Excerpt from a dataset

*****

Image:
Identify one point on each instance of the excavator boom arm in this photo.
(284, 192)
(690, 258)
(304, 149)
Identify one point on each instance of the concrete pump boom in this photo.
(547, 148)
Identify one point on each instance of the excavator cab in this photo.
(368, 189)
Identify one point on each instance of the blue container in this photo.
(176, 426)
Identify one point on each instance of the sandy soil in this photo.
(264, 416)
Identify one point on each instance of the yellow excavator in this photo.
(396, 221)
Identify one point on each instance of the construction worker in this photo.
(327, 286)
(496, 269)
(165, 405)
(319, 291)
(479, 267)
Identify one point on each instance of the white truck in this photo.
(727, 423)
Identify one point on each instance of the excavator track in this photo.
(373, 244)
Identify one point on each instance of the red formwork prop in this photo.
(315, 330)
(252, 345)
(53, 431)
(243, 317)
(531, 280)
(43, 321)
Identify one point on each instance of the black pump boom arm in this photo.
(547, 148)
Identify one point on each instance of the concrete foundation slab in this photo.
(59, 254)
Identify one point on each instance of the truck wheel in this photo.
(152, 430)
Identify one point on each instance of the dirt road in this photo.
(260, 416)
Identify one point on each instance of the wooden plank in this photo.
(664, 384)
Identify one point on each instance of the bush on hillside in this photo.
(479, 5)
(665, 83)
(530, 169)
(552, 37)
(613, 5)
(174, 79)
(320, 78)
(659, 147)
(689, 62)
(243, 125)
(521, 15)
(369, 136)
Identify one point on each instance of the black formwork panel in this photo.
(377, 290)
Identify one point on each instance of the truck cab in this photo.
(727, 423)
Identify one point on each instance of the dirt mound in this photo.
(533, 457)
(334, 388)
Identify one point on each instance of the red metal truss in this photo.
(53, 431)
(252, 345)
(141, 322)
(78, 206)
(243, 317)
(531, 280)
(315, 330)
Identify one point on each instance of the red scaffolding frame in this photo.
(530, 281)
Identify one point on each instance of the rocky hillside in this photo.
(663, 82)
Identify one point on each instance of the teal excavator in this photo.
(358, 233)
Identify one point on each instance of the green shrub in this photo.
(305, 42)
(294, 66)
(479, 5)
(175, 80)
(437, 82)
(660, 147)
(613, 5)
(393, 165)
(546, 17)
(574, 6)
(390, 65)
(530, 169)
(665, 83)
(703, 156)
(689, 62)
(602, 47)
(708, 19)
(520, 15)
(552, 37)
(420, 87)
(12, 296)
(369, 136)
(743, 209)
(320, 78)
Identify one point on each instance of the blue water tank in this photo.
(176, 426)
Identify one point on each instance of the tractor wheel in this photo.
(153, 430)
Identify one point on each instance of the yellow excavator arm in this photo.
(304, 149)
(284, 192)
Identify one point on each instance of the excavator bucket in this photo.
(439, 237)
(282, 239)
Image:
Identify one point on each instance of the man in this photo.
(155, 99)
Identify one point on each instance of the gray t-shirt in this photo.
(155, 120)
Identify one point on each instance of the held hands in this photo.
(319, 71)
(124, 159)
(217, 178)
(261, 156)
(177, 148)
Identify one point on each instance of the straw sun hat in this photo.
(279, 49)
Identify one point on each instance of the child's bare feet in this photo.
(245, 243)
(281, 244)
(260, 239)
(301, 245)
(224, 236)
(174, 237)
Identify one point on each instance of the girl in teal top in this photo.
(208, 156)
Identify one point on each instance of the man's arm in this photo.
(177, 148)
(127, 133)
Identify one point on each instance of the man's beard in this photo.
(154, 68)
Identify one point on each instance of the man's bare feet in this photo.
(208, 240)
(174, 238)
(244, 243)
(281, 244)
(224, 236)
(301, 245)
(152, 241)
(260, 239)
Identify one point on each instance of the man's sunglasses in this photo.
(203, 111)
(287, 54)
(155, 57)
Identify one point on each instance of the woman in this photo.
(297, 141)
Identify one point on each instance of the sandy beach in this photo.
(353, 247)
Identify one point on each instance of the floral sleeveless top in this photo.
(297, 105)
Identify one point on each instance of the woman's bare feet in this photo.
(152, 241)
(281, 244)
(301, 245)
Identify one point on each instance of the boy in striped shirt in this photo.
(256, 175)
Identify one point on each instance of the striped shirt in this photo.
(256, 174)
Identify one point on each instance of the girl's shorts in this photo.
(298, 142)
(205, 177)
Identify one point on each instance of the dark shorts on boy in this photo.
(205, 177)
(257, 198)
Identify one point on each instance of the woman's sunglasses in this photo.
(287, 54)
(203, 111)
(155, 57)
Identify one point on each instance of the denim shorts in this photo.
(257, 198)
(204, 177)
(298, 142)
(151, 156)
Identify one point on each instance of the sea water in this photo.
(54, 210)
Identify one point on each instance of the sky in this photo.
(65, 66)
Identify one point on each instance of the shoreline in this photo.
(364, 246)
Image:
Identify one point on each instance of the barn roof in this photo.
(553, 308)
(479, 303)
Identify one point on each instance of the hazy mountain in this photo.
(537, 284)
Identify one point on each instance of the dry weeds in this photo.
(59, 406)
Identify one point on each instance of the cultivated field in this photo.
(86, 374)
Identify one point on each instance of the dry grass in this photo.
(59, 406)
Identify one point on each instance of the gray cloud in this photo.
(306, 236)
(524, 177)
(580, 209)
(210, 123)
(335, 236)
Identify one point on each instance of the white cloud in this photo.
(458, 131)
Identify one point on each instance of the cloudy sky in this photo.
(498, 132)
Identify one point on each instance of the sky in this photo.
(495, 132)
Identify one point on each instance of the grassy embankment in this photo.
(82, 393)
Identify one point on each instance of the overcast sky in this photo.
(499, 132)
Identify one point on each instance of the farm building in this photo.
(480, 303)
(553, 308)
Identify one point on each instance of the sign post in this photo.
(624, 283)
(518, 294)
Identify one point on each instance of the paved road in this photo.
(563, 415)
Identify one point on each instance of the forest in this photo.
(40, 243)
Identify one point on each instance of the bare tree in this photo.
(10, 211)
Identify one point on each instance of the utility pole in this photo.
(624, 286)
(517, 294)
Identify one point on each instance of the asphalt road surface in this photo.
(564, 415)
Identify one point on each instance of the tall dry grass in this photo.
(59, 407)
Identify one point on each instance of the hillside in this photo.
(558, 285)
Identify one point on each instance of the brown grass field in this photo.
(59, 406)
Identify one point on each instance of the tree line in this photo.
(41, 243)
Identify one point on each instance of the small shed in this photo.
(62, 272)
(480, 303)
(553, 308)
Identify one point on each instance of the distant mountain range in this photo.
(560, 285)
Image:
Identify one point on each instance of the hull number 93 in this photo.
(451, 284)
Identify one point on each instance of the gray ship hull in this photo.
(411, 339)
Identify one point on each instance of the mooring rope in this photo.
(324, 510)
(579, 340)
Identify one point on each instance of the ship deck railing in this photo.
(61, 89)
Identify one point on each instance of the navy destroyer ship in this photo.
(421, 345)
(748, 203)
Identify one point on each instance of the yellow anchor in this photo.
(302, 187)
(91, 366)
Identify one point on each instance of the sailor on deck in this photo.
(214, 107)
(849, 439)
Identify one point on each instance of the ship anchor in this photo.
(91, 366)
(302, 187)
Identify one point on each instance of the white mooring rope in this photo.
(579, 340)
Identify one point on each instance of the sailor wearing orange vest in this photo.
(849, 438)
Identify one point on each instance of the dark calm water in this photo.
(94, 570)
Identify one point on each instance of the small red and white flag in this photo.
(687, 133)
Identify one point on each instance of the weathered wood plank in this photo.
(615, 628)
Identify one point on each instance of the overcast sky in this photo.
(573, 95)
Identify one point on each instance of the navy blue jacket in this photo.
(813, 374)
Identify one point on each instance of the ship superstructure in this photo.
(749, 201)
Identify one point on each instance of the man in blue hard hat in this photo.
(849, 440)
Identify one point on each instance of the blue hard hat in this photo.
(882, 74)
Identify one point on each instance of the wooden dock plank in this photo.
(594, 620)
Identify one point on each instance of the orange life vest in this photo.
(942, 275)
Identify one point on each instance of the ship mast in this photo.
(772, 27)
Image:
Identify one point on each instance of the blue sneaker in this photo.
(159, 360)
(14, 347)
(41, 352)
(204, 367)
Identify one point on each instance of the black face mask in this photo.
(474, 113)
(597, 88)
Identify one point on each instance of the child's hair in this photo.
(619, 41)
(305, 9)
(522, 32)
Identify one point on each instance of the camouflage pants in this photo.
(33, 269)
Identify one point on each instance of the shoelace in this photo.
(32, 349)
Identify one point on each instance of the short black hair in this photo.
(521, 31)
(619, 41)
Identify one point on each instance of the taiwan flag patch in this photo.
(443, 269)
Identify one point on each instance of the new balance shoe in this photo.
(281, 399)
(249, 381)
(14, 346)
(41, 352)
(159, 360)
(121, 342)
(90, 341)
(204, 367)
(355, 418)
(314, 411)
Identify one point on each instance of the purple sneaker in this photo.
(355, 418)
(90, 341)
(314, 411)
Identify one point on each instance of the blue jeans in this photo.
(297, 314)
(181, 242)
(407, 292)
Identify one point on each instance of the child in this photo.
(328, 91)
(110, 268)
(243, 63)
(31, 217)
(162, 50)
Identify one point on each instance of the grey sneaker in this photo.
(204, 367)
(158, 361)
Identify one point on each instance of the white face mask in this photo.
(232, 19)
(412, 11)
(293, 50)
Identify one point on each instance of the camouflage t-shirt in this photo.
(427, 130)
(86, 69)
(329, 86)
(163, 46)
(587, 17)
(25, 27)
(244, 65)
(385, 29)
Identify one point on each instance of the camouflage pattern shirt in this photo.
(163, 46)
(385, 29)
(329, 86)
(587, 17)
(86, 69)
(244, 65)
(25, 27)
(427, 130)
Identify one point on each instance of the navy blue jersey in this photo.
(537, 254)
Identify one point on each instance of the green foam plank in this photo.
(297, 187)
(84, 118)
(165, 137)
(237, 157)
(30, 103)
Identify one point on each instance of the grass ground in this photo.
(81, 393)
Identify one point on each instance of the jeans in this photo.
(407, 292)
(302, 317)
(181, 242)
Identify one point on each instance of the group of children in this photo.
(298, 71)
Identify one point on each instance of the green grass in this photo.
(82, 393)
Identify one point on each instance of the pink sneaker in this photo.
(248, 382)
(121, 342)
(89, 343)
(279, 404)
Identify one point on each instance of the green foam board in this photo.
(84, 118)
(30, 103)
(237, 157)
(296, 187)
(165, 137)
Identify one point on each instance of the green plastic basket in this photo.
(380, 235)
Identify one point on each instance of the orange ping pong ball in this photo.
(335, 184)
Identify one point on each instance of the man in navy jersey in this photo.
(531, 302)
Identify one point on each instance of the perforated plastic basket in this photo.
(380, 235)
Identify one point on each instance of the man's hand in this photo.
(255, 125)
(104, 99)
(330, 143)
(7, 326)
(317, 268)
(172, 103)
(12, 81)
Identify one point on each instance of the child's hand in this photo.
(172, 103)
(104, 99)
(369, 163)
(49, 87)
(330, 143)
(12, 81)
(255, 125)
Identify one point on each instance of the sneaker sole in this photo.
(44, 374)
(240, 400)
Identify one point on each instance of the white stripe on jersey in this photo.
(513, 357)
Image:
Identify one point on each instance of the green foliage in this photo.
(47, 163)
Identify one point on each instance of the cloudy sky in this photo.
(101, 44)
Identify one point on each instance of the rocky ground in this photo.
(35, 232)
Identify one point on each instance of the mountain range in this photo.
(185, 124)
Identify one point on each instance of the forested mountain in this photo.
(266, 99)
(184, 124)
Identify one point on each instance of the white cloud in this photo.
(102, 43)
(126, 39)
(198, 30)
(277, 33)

*****

## Instruction
Starting at the line that contains "Identify one point on each instance of the perforated" and continuing through the end of the data, reproduce those lines with "sneaker" switched to "shoe", leaving everything else unchanged.

## Solution to the problem
Identify one point on each instance of the perforated plastic basket in this photo.
(380, 235)
Identify one point on each instance of the man's hand in this photo.
(255, 125)
(104, 99)
(330, 143)
(7, 326)
(317, 268)
(172, 103)
(12, 81)
Identify one point on each instance of the child's hand in this photo.
(172, 103)
(104, 99)
(369, 163)
(49, 87)
(330, 143)
(12, 81)
(255, 125)
Identify one point on each instance of the shoe sole in this photo.
(44, 374)
(240, 400)
Identify one point on each instance of the white stripe on jersey in this photo.
(513, 357)
Image:
Identify one point on each instance of the green foliage in this photo.
(47, 163)
Identify one point on each instance of the cloudy sky in this photo.
(101, 44)
Identify one point on each instance of the rocky ground in this photo.
(35, 232)
Identify one point on each instance of the mountain range in this photo.
(185, 124)
Identify one point on each instance of the forested mountain in this photo.
(266, 99)
(184, 124)
Identify one point on each instance of the white cloud in this photo.
(102, 43)
(126, 39)
(198, 30)
(277, 33)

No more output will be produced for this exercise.